Task: Reproduce each record below exactly as written.

---------- Information ----------

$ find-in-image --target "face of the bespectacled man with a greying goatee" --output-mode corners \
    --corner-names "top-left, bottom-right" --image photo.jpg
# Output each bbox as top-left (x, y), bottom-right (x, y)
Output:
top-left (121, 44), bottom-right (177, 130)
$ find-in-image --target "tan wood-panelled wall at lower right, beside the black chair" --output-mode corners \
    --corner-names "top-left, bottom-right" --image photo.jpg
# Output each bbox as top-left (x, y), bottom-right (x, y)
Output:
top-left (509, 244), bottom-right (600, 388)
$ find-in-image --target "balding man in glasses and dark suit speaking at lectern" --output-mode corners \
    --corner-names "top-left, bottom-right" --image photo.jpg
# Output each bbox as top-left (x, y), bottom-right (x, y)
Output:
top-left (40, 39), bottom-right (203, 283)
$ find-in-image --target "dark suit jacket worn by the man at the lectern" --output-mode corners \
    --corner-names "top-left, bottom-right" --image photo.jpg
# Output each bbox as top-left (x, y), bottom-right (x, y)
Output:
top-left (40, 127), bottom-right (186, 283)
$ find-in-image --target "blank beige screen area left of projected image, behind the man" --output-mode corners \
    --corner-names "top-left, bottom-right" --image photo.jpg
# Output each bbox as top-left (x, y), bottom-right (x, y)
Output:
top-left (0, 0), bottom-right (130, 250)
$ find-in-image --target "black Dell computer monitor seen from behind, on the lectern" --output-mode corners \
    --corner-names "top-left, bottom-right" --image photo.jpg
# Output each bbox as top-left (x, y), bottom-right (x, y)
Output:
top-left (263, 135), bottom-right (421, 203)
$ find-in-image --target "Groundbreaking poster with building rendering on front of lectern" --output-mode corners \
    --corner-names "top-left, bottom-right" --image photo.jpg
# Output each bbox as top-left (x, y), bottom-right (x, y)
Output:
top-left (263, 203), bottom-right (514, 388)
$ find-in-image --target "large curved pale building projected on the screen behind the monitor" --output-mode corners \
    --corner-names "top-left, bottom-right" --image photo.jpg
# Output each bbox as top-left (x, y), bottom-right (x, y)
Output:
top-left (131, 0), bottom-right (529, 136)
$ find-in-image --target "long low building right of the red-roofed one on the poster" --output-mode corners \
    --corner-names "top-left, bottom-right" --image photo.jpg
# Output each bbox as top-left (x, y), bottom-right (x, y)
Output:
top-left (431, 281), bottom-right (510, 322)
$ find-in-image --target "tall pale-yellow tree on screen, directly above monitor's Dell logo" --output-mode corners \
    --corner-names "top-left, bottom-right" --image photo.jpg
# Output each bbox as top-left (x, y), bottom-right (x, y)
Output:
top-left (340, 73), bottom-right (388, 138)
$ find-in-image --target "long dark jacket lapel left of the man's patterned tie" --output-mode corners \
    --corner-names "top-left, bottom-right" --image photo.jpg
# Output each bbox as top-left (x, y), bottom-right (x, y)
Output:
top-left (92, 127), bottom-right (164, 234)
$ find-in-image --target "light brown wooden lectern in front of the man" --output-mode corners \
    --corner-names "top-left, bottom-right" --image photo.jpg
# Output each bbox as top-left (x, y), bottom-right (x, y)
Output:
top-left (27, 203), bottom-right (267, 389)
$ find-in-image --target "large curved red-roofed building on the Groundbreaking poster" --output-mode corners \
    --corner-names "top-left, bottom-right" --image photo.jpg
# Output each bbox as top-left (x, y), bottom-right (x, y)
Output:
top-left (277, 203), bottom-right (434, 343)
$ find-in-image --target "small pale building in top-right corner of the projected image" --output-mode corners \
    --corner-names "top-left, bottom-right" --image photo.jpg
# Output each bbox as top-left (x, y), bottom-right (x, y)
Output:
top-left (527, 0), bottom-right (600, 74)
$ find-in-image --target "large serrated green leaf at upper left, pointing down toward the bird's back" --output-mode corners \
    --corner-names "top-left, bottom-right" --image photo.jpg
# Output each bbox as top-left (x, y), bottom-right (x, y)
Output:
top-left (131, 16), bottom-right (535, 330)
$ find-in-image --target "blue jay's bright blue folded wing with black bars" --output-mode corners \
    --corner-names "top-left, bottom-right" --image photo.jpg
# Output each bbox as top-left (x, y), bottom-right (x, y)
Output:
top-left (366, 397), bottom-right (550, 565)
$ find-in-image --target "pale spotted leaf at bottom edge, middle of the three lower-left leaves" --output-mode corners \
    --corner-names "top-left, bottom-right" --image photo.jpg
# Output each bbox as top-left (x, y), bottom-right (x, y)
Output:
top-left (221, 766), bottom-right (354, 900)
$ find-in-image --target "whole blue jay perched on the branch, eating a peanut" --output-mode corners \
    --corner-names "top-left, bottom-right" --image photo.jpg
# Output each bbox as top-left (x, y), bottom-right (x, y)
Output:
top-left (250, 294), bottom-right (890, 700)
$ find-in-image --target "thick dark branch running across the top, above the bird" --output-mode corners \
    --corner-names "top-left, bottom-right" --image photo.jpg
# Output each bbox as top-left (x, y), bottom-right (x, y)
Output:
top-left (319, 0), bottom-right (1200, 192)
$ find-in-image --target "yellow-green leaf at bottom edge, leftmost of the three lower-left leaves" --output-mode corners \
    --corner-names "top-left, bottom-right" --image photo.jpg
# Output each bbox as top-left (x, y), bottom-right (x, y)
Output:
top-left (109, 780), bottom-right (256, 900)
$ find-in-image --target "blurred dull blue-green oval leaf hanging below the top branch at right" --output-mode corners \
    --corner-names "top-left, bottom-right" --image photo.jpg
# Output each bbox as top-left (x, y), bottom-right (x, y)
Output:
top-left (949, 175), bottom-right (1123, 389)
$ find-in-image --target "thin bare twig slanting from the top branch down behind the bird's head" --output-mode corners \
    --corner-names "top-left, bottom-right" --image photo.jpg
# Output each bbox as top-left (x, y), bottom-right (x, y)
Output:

----------

Completed exercise:
$ find-in-image --target "face of the bespectacled man with a greying goatee" --output-mode corners \
    --corner-names "top-left, bottom-right" --image photo.jpg
# Output each bbox as top-left (x, y), bottom-right (x, y)
Output:
top-left (121, 44), bottom-right (177, 130)
$ find-in-image --target "tan wood-panelled wall at lower right, beside the black chair" --output-mode corners \
    --corner-names "top-left, bottom-right" --image photo.jpg
# Output each bbox as top-left (x, y), bottom-right (x, y)
Output:
top-left (509, 244), bottom-right (600, 388)
$ find-in-image --target "balding man in glasses and dark suit speaking at lectern" --output-mode corners \
    --corner-names "top-left, bottom-right" --image photo.jpg
# Output each bbox as top-left (x, y), bottom-right (x, y)
Output:
top-left (40, 39), bottom-right (203, 283)
$ find-in-image --target "dark suit jacket worn by the man at the lectern" --output-mode corners \
    --corner-names "top-left, bottom-right" --image photo.jpg
# Output each bbox as top-left (x, y), bottom-right (x, y)
Output:
top-left (40, 127), bottom-right (186, 283)
$ find-in-image --target "blank beige screen area left of projected image, behind the man" --output-mode corners \
    --corner-names "top-left, bottom-right" --image photo.jpg
# Output each bbox as top-left (x, y), bottom-right (x, y)
Output:
top-left (0, 0), bottom-right (130, 250)
$ find-in-image --target "black Dell computer monitor seen from behind, on the lectern" --output-mode corners \
    --corner-names "top-left, bottom-right" --image photo.jpg
# Output each bbox as top-left (x, y), bottom-right (x, y)
Output:
top-left (263, 135), bottom-right (421, 203)
$ find-in-image --target "Groundbreaking poster with building rendering on front of lectern" --output-mode corners \
    --corner-names "top-left, bottom-right" --image photo.jpg
# Output each bbox as top-left (x, y), bottom-right (x, y)
Output:
top-left (263, 203), bottom-right (514, 388)
$ find-in-image --target "large curved pale building projected on the screen behind the monitor" --output-mode corners \
    --corner-names "top-left, bottom-right" --image photo.jpg
# Output each bbox as top-left (x, y), bottom-right (x, y)
Output:
top-left (131, 0), bottom-right (529, 136)
$ find-in-image --target "long low building right of the red-roofed one on the poster" --output-mode corners \
    --corner-names "top-left, bottom-right" --image photo.jpg
# Output each bbox as top-left (x, y), bottom-right (x, y)
Output:
top-left (431, 281), bottom-right (510, 322)
$ find-in-image --target "tall pale-yellow tree on screen, directly above monitor's Dell logo" --output-mode corners \
    --corner-names "top-left, bottom-right" --image photo.jpg
# Output each bbox as top-left (x, y), bottom-right (x, y)
Output:
top-left (340, 73), bottom-right (388, 138)
$ find-in-image --target "long dark jacket lapel left of the man's patterned tie" --output-mode corners \
    --corner-names "top-left, bottom-right" --image photo.jpg
# Output each bbox as top-left (x, y), bottom-right (x, y)
Output:
top-left (92, 127), bottom-right (164, 234)
$ find-in-image --target "light brown wooden lectern in front of the man" --output-mode corners \
    --corner-names "top-left, bottom-right" --image photo.jpg
# Output each bbox as top-left (x, y), bottom-right (x, y)
Output:
top-left (27, 203), bottom-right (267, 389)
$ find-in-image --target "large curved red-roofed building on the Groundbreaking poster" --output-mode corners \
    --corner-names "top-left, bottom-right" --image photo.jpg
# Output each bbox as top-left (x, y), bottom-right (x, y)
Output:
top-left (277, 203), bottom-right (434, 343)
$ find-in-image --target "small pale building in top-right corner of the projected image" --output-mode corners \
    --corner-names "top-left, bottom-right" --image photo.jpg
# Output each bbox as top-left (x, y), bottom-right (x, y)
Output:
top-left (527, 0), bottom-right (600, 74)
$ find-in-image --target "large serrated green leaf at upper left, pointing down toward the bird's back" --output-mode corners \
    --corner-names "top-left, bottom-right" --image photo.jpg
# Output each bbox as top-left (x, y), bottom-right (x, y)
Output:
top-left (131, 16), bottom-right (535, 330)
$ find-in-image --target "blue jay's bright blue folded wing with black bars" --output-mode corners \
    --corner-names "top-left, bottom-right" --image photo.jpg
# Output each bbox as top-left (x, y), bottom-right (x, y)
Output:
top-left (366, 397), bottom-right (550, 565)
$ find-in-image --target "pale spotted leaf at bottom edge, middle of the three lower-left leaves" --output-mode corners \
    --corner-names "top-left, bottom-right" --image photo.jpg
# Output each bbox as top-left (x, y), bottom-right (x, y)
Output:
top-left (221, 766), bottom-right (354, 900)
$ find-in-image --target "whole blue jay perched on the branch, eating a peanut" --output-mode corners \
    --corner-names "top-left, bottom-right" --image photo.jpg
# Output each bbox as top-left (x, y), bottom-right (x, y)
Output:
top-left (250, 294), bottom-right (890, 700)
$ find-in-image --target "thick dark branch running across the top, above the bird" --output-mode corners \
    --corner-names "top-left, bottom-right" --image photo.jpg
# Output each bbox as top-left (x, y), bottom-right (x, y)
Output:
top-left (319, 0), bottom-right (1200, 192)
$ find-in-image --target "yellow-green leaf at bottom edge, leftmost of the three lower-left leaves" --output-mode corners \
    --corner-names "top-left, bottom-right" --image photo.jpg
# Output each bbox as top-left (x, y), bottom-right (x, y)
Output:
top-left (109, 780), bottom-right (256, 900)
$ find-in-image --target "blurred dull blue-green oval leaf hanging below the top branch at right" --output-mode corners \
    --corner-names "top-left, bottom-right" --image photo.jpg
# Output each bbox as top-left (x, y), bottom-right (x, y)
Output:
top-left (949, 175), bottom-right (1123, 389)
$ find-in-image --target "thin bare twig slanting from the top branch down behind the bird's head" --output-mode corners \
    --corner-names "top-left, bottom-right" --image photo.jpg
# Output each bbox as top-left (x, y), bottom-right (x, y)
Output:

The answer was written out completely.